When you find the line that contains "Wildlife camera trigger: the trail-cam image above contains blue", restate it and all lines after it exactly, stopping at the end of the material.

----------

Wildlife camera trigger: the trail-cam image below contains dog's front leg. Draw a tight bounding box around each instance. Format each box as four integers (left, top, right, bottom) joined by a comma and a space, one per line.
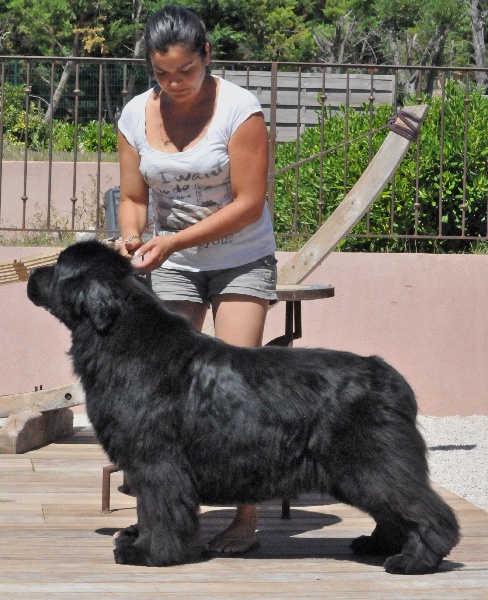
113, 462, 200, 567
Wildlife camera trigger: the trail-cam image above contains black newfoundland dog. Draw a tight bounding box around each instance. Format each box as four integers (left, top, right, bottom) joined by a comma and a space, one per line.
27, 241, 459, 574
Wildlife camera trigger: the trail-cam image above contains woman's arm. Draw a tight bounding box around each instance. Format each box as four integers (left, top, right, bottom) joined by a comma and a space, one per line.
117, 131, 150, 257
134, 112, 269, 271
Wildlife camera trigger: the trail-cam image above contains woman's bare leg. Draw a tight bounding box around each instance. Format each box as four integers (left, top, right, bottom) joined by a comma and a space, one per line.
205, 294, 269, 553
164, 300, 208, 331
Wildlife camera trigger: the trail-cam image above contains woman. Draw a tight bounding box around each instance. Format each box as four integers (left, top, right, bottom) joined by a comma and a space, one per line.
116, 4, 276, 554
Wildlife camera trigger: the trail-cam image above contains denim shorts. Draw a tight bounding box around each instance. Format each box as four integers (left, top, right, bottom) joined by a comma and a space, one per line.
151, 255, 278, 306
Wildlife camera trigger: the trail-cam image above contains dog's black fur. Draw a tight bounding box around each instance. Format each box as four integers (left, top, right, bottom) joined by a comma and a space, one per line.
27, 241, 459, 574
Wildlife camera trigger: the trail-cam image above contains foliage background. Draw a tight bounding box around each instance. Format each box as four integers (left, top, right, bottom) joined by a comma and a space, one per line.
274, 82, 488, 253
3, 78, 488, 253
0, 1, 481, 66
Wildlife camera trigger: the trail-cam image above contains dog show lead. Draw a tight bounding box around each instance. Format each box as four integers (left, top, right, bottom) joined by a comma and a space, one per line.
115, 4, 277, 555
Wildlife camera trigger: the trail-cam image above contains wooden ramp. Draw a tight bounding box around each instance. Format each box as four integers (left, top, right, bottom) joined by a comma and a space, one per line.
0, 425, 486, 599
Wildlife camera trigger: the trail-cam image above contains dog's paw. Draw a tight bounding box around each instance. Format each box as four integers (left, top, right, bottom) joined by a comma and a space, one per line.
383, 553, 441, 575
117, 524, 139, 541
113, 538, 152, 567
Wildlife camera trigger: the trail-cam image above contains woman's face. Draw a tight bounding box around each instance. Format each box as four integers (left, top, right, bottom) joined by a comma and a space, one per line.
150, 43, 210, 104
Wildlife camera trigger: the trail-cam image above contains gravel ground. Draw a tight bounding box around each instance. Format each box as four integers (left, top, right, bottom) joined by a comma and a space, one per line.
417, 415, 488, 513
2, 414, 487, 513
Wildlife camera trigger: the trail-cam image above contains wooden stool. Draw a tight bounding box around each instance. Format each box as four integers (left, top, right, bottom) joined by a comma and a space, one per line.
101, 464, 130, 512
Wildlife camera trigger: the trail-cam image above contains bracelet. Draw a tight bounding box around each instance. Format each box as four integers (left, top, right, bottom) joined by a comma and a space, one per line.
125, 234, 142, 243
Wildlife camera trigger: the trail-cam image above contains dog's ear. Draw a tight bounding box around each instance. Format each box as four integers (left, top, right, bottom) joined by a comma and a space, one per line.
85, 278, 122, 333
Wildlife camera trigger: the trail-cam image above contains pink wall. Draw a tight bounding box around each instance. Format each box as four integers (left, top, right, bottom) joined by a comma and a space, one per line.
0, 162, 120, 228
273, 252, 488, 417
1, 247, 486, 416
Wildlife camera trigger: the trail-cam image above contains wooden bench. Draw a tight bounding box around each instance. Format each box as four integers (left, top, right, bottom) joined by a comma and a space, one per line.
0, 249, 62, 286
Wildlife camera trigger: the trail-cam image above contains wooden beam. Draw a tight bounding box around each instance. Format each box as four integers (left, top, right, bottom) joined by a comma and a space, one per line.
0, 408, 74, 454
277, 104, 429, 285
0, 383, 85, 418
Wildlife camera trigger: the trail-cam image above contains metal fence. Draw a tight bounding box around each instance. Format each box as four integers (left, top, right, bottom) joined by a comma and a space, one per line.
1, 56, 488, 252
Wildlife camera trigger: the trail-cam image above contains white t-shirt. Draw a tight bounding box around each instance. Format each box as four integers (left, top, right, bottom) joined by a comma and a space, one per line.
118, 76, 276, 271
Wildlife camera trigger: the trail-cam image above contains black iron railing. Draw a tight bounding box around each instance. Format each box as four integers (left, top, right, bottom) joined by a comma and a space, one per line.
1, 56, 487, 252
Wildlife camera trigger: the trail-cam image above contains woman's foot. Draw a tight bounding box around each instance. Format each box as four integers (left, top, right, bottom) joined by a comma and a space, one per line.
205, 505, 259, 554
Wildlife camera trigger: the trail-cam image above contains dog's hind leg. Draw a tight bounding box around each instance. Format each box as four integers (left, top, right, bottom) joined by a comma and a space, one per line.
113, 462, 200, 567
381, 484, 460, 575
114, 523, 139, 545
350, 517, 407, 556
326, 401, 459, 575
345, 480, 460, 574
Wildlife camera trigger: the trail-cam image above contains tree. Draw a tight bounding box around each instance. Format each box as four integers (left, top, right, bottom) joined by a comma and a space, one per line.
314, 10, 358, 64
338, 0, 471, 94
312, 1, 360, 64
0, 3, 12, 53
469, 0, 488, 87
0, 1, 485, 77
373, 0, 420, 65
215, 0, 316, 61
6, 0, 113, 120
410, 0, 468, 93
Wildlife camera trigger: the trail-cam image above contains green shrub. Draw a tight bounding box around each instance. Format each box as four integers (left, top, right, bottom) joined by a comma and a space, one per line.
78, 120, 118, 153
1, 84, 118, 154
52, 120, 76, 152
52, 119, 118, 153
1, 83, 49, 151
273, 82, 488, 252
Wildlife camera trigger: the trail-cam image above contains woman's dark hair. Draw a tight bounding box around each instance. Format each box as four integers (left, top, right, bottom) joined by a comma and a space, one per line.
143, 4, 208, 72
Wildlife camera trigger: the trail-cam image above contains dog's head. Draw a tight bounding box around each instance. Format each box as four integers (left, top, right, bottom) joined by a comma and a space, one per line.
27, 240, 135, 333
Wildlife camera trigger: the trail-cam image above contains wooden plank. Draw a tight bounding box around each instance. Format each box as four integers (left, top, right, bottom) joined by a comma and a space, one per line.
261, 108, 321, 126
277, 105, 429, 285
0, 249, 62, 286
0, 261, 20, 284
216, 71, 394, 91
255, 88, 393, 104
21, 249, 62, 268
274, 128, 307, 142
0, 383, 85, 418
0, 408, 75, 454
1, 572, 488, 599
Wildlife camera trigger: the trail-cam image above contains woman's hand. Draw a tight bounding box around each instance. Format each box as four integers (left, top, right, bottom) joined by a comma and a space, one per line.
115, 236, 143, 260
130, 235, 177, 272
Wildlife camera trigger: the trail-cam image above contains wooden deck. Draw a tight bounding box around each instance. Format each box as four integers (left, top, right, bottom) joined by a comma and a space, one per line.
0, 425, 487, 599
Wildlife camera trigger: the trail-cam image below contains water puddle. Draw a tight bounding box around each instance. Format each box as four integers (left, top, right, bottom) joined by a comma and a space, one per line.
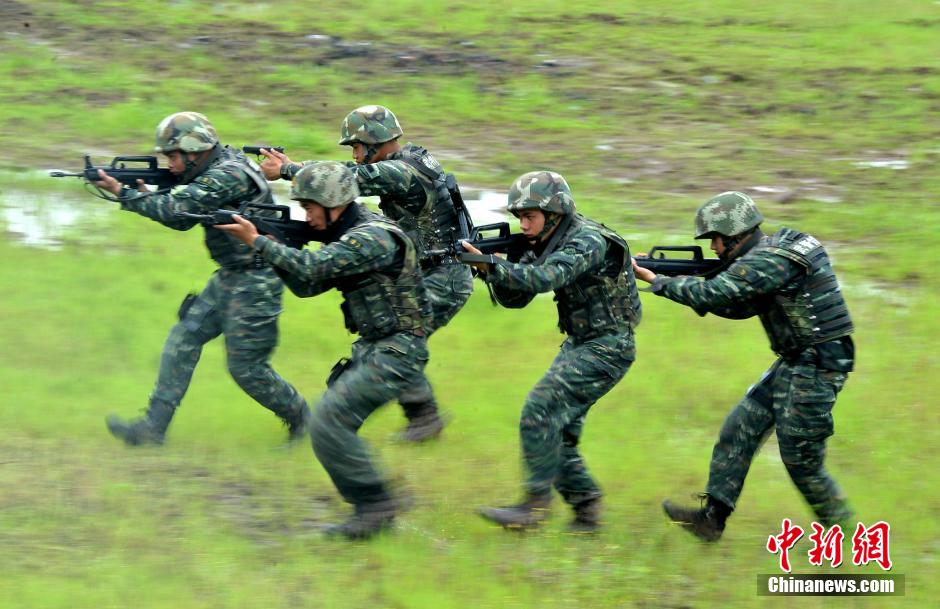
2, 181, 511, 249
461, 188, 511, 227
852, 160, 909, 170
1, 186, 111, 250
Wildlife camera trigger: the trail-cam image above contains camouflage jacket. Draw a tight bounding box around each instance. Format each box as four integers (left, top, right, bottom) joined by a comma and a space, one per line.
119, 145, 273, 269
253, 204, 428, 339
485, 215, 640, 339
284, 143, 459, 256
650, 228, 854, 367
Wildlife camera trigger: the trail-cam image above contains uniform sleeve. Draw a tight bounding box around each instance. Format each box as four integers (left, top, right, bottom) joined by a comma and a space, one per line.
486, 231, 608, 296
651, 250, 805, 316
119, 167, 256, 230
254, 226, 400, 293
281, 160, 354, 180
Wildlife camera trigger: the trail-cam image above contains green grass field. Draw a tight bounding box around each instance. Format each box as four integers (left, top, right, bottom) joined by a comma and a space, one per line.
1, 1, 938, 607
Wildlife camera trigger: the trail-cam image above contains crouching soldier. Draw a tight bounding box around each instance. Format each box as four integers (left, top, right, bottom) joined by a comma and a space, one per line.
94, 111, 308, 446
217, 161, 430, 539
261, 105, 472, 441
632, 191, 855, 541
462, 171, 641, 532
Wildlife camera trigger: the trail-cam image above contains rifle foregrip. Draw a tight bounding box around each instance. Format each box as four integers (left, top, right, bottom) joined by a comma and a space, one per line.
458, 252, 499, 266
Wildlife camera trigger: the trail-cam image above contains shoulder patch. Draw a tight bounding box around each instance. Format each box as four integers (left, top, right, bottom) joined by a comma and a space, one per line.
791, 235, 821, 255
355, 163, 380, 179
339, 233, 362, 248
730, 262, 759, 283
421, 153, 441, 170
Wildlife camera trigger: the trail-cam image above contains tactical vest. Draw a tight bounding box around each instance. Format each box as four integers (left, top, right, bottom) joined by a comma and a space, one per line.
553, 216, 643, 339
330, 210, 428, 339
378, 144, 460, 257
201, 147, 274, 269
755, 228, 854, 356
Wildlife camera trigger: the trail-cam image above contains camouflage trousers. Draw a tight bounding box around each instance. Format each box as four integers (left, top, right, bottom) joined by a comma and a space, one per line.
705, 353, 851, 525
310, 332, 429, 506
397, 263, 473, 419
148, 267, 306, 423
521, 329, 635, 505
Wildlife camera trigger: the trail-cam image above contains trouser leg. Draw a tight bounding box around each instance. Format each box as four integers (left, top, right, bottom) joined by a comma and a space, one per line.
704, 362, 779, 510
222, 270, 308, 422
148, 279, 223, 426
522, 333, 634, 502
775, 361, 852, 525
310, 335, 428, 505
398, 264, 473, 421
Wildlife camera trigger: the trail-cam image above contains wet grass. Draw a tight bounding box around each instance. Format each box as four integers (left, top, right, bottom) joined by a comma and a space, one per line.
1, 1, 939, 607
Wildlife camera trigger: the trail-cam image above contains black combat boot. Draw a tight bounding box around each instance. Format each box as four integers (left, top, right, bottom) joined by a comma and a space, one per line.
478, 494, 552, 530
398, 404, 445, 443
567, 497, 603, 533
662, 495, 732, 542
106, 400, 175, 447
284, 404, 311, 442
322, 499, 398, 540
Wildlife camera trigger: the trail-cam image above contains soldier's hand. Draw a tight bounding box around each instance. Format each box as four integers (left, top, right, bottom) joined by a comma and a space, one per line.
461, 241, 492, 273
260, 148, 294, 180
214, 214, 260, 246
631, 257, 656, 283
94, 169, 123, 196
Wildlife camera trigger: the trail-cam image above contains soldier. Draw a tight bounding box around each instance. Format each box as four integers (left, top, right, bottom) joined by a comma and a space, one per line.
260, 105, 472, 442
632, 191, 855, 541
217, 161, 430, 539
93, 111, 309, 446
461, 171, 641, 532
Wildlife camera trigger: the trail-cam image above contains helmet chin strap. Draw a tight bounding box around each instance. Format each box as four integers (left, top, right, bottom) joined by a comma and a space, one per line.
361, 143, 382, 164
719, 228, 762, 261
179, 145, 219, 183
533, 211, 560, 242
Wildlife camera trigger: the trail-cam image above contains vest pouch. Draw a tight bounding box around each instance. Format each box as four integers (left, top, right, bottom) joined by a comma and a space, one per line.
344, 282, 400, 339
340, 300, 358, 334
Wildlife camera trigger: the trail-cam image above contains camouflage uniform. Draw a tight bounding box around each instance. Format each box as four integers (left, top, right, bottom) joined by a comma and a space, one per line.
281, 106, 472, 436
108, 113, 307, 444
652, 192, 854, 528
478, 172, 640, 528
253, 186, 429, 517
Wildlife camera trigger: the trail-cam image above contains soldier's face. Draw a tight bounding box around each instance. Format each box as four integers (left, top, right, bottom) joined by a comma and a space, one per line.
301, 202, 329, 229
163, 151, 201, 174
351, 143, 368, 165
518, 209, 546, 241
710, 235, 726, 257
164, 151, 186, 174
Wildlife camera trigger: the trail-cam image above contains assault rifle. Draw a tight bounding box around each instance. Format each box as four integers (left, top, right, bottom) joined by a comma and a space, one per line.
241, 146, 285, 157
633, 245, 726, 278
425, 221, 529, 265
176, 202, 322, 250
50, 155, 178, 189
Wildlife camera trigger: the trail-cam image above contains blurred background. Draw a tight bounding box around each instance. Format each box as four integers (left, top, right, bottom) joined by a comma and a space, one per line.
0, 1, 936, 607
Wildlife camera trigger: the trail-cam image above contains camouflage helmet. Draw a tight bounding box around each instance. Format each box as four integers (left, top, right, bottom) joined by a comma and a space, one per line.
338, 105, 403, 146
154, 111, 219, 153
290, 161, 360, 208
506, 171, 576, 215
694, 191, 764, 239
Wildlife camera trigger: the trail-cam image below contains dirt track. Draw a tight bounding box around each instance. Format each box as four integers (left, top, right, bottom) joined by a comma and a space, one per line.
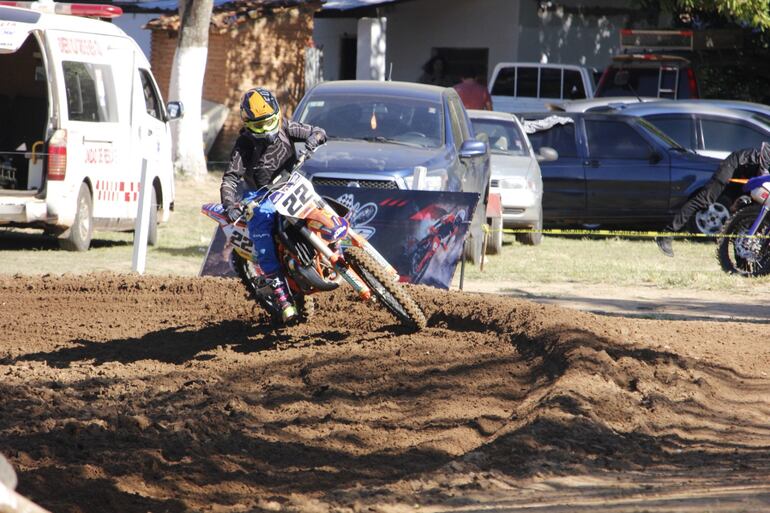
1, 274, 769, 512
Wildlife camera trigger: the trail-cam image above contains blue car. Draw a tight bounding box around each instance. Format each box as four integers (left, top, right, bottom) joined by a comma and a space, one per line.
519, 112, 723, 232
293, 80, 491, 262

----------

## Answer for this exercise
Wildlife camera trigger: the trail-cam image above contains blue car. Draw a tight bounding box around each instance. Format each box as four integers (left, top, right, bottom) joined by a comma and a space, one per line.
519, 112, 723, 232
293, 80, 491, 262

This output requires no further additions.